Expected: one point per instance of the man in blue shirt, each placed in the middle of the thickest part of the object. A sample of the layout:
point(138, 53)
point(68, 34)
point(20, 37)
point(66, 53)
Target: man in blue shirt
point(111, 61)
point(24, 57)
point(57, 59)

--

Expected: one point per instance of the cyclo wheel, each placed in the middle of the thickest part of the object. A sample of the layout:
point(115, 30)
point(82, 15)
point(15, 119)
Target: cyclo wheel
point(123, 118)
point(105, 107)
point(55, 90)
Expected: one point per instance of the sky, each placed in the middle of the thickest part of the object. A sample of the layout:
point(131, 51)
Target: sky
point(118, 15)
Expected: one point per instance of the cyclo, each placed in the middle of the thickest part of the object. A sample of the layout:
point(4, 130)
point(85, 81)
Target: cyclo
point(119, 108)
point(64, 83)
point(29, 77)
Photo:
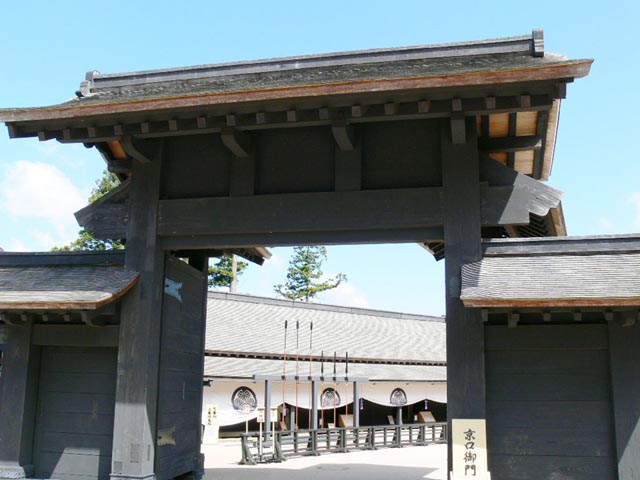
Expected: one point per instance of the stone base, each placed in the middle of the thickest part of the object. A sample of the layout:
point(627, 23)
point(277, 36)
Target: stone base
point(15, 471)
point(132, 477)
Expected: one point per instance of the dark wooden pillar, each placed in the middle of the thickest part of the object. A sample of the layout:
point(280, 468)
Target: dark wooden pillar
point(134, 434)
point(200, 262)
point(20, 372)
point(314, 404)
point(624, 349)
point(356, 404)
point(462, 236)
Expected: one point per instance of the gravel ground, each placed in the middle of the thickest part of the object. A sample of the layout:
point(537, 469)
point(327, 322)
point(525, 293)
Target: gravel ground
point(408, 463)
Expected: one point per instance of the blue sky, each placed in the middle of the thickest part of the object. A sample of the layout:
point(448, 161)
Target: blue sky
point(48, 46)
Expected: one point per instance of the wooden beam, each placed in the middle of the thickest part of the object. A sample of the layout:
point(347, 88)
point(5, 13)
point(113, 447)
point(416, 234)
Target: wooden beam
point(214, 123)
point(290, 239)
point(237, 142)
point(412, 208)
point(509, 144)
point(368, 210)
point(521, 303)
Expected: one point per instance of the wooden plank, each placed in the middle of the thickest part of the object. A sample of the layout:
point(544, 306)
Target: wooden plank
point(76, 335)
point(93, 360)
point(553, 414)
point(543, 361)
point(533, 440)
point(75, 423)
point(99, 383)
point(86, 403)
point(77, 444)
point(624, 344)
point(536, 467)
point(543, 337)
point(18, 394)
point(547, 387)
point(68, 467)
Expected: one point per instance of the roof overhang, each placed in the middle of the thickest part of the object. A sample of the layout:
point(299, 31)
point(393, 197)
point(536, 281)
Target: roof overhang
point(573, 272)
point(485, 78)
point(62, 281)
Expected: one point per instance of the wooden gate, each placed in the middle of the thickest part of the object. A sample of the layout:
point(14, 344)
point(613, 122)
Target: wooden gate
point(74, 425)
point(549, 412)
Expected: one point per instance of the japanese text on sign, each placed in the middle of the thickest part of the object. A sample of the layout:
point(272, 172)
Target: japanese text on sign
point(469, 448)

--

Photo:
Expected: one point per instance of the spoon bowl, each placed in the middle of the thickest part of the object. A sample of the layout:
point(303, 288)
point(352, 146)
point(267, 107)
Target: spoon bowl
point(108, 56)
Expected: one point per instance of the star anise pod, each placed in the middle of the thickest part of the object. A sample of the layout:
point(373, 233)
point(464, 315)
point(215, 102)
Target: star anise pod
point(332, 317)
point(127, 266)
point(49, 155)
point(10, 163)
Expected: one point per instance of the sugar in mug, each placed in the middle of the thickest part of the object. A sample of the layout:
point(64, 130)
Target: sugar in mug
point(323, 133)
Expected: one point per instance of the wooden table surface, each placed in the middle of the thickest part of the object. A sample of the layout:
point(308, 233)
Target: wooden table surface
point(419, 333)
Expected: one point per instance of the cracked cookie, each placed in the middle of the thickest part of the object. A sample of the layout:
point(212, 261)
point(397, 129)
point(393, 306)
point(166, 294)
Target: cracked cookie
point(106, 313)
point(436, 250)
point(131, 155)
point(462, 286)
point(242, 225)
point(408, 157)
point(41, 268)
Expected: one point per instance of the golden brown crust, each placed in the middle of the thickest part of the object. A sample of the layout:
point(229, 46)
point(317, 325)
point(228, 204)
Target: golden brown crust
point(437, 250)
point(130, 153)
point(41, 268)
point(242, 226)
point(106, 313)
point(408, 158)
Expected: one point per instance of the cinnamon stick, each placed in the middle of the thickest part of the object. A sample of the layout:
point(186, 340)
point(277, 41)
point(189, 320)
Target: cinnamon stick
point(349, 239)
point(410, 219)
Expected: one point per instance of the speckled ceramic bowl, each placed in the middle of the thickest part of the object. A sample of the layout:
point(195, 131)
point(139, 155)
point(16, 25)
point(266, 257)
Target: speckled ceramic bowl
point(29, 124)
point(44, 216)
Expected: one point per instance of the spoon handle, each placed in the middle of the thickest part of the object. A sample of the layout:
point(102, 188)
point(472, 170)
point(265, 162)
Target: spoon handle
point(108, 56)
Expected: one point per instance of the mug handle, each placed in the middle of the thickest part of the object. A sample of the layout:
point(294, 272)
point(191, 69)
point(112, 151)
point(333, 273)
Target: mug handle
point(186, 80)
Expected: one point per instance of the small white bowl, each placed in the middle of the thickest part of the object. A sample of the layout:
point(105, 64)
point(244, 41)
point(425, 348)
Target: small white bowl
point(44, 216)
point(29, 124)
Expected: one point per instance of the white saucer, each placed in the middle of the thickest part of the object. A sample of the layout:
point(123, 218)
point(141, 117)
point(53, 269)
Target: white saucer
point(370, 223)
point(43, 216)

--

EXERCISE OBJECTIVE:
Identify every line in the listing above that contains the word "ground", matching case exactly, and copy each of those lines.

OUTPUT OF THE EXERCISE:
Expected: one point per instance of the gravel ground, each placed in the middle of the thickest part of the object. A sample of the layout:
Target: gravel ground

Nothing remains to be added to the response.